Passage to read START

As a proud member of the board of the unique and iconic Queens Museum in Flushing Meadows Corona Park, I was disappointed to know that our director Laura Raicovich had resigned to move on to new projects.
Her legacy of improving our fundraising and programming will be relished by future visitors and this weekend I took two of my grandchildren to the museum’s Spooktacular, an annual fundraiser that brings out the best of the staff’s talents.
This year was better than ever with my kids saying “Grandma, this is the most fun. Can we come back next year?”
They loved the puppet show where they were the puppeteers playing to an audience of families visiting. The staff musician backed them up and Jonah and Addy had smiles as big as the Unisphere facing the museum.
I loved the rock band dressed as flowering plants and the stilt dancers outrageously dressed, dancing to the music and encouraging the children to dance with them.
It brought me great joy to see the kids run down the hall to the classrooms set up for puppet-making that day, but where the museum hosts hundreds of school children every day.
On weekends, there are Sunday family workshops from 1:30 to 4:30 p.m. and an art therapist works with children with special needs the third Sunday of the month. I’m looking forward to the opening of a public library inside the museum but, until it opens, the museum and library curate fiction and nonfiction books for storytelling sessions made possible by a grant from New York Community Bank. It is money well spent! My kids can’t wait to come again.
We also explored the unique and awesome Panorama, walking in from the main floor. Six-year-old Addy was frightened by the glass floor looking down on the city below. I held her hand as fearless eight-year-old Jonah ran ahead. He was amazed at the airplane landing at LaGuardia Airport where the terminal is built to scale.
In fact, in the Panorama, every building is built to scale in a football-field-size space. The museum is currently featuring an exhibit of buildings proposed for the World’s Fair but never constructed; the exhibit is called “Never Built New York.” Those properties were added to the Panorama lit up in brilliant white lights.
Put the Queens Museum on your must-see list and stop at the cafe Coffeed overlooking the park and the iconic Unisphere.
Try it! You too will love the experience.
Visiting the Met
I visited the majestic, world-class Metropolitan Museum of Art on Fifth Avenue in Manhattan to see the once-in-a-lifetime largest exhibition of works by Renaissance artist Michelangelo, born in 1475. The exhibit was dubbed a “tour de genius” by The New York Times, and it truly is!
Titled “Divine Draftsman and Designer,” the exhibit features the towering genius’ sketches, paintings and sculptures. The show is “a monument to a monument,” the art critic Holland Cotter wrote.

Passage to read END
Dataset records START

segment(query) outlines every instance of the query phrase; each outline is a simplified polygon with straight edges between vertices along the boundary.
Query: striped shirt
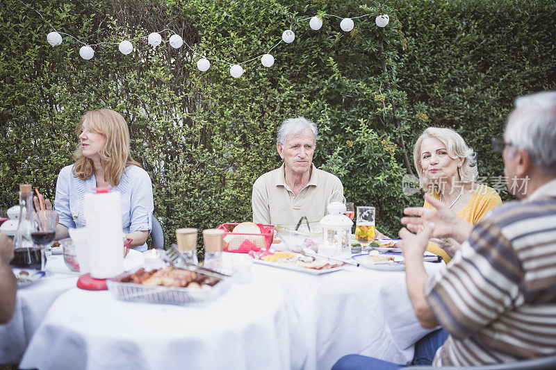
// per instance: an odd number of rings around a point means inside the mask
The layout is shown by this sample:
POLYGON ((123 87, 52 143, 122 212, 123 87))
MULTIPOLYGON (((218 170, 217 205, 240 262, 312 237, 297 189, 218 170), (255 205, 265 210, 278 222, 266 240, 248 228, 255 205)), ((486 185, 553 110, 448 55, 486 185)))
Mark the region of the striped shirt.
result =
POLYGON ((493 210, 427 281, 429 304, 450 334, 434 366, 556 354, 556 180, 541 192, 493 210))
MULTIPOLYGON (((440 199, 440 194, 433 193, 430 195, 435 199, 440 199)), ((479 184, 473 195, 471 195, 471 199, 469 199, 469 201, 466 203, 463 208, 456 212, 456 215, 459 216, 459 218, 475 225, 485 215, 488 214, 489 211, 496 208, 500 204, 502 204, 502 199, 498 193, 496 192, 496 190, 483 184, 479 184)), ((427 201, 425 201, 423 206, 425 208, 434 208, 427 201)), ((452 260, 452 258, 443 249, 432 242, 429 242, 427 251, 440 255, 446 263, 452 260)))

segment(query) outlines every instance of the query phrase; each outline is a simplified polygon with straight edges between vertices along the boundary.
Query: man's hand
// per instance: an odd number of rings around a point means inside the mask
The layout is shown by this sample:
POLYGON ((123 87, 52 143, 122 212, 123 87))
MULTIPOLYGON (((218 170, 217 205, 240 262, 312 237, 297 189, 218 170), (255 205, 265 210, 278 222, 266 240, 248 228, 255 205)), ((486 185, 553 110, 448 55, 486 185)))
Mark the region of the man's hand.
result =
POLYGON ((7 264, 13 259, 13 243, 3 233, 0 233, 0 258, 7 264))
POLYGON ((473 225, 461 219, 454 211, 440 203, 440 201, 429 195, 425 195, 425 199, 435 209, 408 207, 404 210, 404 213, 408 216, 418 217, 402 217, 402 224, 411 231, 418 232, 427 224, 432 222, 436 227, 431 237, 452 237, 458 243, 463 243, 469 236, 473 225))

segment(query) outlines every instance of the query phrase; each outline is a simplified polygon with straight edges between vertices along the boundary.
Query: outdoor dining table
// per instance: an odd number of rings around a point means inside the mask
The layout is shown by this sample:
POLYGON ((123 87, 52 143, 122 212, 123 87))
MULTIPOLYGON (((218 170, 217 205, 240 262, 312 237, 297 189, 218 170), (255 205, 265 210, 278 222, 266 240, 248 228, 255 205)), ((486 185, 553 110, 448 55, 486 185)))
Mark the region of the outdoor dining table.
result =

Dataset records END

**Your objective**
From the text about the Queens Museum visit above, copy out the passage from "In fact, in" up to and including "love the experience.".

**Reply to the task**
In fact, in the Panorama, every building is built to scale in a football-field-size space. The museum is currently featuring an exhibit of buildings proposed for the World’s Fair but never constructed; the exhibit is called “Never Built New York.” Those properties were added to the Panorama lit up in brilliant white lights.
Put the Queens Museum on your must-see list and stop at the cafe Coffeed overlooking the park and the iconic Unisphere.
Try it! You too will love the experience.